--- START OF Excerpt provided ---

Case ID: neb_134/html/0240-01.html
Source: Caselaw Access Project
Author: {"author": "Rose, J.", "license": "Public Domain", "url": "https://static.case.law/"}
Date Created: 2024-08-24T03:29:51.129683

John Starr, Administrator, appellee, v. Fidelity & Deposit Company of Maryland, appellant.
    278 N. W. 478
    Filed March 11, 1938.
    No. 30191.
    
      
      Shelburn & Russell, for appellant.
    
      John Starr, pro se.
    
    Heard before Goss, C. J., Rose, Day, Paine, Carter and Messmoee, JJ., and Yeager, District Judge.
   Rose, J.

This is an action on the 5,000-dollar bond of J. G. Thompson, administrator of the estate of John W. Davidson, deceased, to recover from the surety, Fidelity & Deposit Company of Maryland, defendant, $4,943.61 with interest for which the principal in the bond failed to account.

John W. Davidson died November 7, 1931, and J. G. Thompson was appointed administrator of his estate January 29, 1932. On the same day Thompson’s bond with the Fidelity & Deposit Company of Maryland, surety, was executed and approved. Thompson, principal in the bond, died July 31, 1935. Later, his daughter, Ethel K. Thompson, was appointed administratrix of his estate, and as such she was futilely directed by the county court to pay to John Starr, now administrator of the estate of the deceased Davidson, $4,943.61, the amount due the Davidson estate from the Thompson estate with interest. To recover that sum from the surety on the fidelity bond of J. G. Thompson, administrator of the Davidson estate, John Starr, present administrator of the Davidson estate under appointment December 5, 1935, brought the present action in the district court for Harlan county.

In the answer of the surety to the petition on the bond, it is alleged that J. G. Thompson, from May 11, 1922, until the death of Davidson, an incompetent person, was his duly appointed, bonded and acting guardian; that as such he collected, misapplied, embezzled or lost all the assets of the ward’s estate except $75 which he properly expended; that no final report of the guardian or settlement of his accounts as such was ever made; that J. G. Thompson was insolvent from the time he was appointed administrator until his death; that his report to the county court showing assets in his hands as administrator was false and was made to defraud his surety.

--- END OF Excerpt provided ---

— What you will do —
(1) Format the records as a numbered list, from the line that contains "Mark each instance of the tire" through the end of the records, both included, and leave out any blank lines.
(2) Carry on the court opinion about the suit on the administrator's bond, starting right after its last sentence.

--- START OF Dataset records ---

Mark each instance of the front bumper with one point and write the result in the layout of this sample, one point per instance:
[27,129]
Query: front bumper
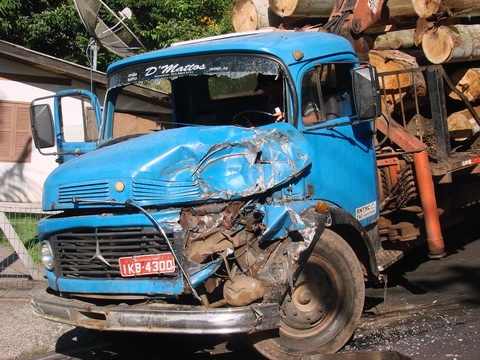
[154,317]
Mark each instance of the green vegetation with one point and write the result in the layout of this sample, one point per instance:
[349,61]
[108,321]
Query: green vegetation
[25,225]
[54,27]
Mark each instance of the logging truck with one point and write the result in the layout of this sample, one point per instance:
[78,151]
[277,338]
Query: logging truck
[199,209]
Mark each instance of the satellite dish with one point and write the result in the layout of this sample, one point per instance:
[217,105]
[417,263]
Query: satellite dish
[117,38]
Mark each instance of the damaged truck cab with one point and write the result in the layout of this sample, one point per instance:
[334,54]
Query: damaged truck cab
[195,211]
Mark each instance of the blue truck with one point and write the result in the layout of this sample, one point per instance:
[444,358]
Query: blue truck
[207,212]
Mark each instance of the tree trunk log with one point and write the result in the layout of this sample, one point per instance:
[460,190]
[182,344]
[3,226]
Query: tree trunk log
[427,8]
[302,8]
[395,40]
[249,15]
[467,82]
[453,43]
[398,91]
[462,126]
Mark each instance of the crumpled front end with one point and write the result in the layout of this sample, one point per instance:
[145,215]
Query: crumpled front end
[196,218]
[180,166]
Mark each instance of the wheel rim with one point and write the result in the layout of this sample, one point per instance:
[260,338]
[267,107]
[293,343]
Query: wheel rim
[314,303]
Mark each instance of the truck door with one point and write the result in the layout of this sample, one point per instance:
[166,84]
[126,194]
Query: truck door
[66,124]
[344,171]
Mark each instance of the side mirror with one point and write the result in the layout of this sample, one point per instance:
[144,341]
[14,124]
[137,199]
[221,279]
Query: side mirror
[41,120]
[366,93]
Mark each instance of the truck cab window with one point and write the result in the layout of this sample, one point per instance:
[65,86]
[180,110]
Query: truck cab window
[323,94]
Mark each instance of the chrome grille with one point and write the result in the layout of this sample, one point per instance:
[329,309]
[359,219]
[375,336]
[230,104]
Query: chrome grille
[91,191]
[156,190]
[76,253]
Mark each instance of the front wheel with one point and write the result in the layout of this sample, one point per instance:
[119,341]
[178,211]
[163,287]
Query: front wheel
[323,309]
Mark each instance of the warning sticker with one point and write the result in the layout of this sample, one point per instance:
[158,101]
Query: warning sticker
[366,211]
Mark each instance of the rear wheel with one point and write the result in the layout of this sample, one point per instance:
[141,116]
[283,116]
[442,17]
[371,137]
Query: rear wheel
[322,311]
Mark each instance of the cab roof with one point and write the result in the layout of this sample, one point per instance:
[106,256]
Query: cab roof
[281,44]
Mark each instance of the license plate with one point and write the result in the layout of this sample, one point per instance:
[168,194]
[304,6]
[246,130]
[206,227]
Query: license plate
[146,264]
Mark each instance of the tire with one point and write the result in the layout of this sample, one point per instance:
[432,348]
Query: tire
[321,314]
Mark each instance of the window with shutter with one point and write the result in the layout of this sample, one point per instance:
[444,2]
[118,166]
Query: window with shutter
[15,136]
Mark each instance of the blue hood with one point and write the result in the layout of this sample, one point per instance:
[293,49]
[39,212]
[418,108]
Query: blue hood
[180,166]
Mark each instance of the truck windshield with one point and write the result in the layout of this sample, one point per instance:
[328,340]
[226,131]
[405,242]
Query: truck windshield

--- END OF Dataset records ---

— Answer list —
(1)
1. Mark each instance of the tire with one point and write the result in the layout of this sample, one point per instance:
2. [432,348]
3. Query: tire
4. [321,314]
5. Mark each instance of the window with shutter with one point and write the result in the layout of this sample, one point per instance:
6. [444,2]
7. [118,166]
8. Query: window with shutter
9. [15,136]
10. Mark each instance of the blue hood with one point and write the result in the layout of this sample, one point per instance:
11. [293,49]
12. [39,212]
13. [418,108]
14. Query: blue hood
15. [180,166]
16. Mark each instance of the truck windshield with one point and write the result in the layout of this sample, one point per instance:
17. [328,340]
18. [226,131]
19. [405,242]
20. Query: truck windshield

(2)
In a reply to the answer, plaintiff pleaded that defendant was concluded by the adjudication in the county court to the effect that Thompson as administrator was chargeable with the assets enumerated in his report and account.

The parties to the action on the bond waived a jury. Upon a trial of the cause, the district court found that the estate of J. G. Thompson, deceased, owed John Starr, present administrator of the Davidson estate, $4,943.61 with interest from February 18, 1936, or $5,240.10, and that defendant as surety on the bond was liable for the penalty named therein or for $5,000. From a judgment in favor of plaintiff therefor defendant appealed.

Is the surety on the bond concluded by the finding and judgment of the county court that, the Thompson estate owes the Davidson estate $4,943.61 with interest? This is the controlling issue in the case.

The county court is by the Constitution and statutes of the state given exclusive original jurisdiction of all matters relating to the settlement of estates of deceased persons. When a county court acquires jurisdiction of the subject-matter and of the parties in a proceeding to settle an estate of decedent, its final judgment therein as to the amount due the estate from the administrator is not reviewable except on direct appeal and is not open to collateral attack except for fraud. Fitzgerald v. Fitzgerald & Mallory Construction Co., 48 Neb. 386, 67 N. W. 158; Boales v. Ferguson, 55 Neb. 565, 76 N. W. 18; Smith v. Estate of Bayer, 95 Neb. 488, 145 N. W. 1030; State v. O'Connor, 102 Neb. 187, 166 N. W. 556; Pinn v. Pinn, 108 Neb. 822, 189 N. W. 371; In re Estate of Ramp, 113 Neb. 3, 201 N. W. 676.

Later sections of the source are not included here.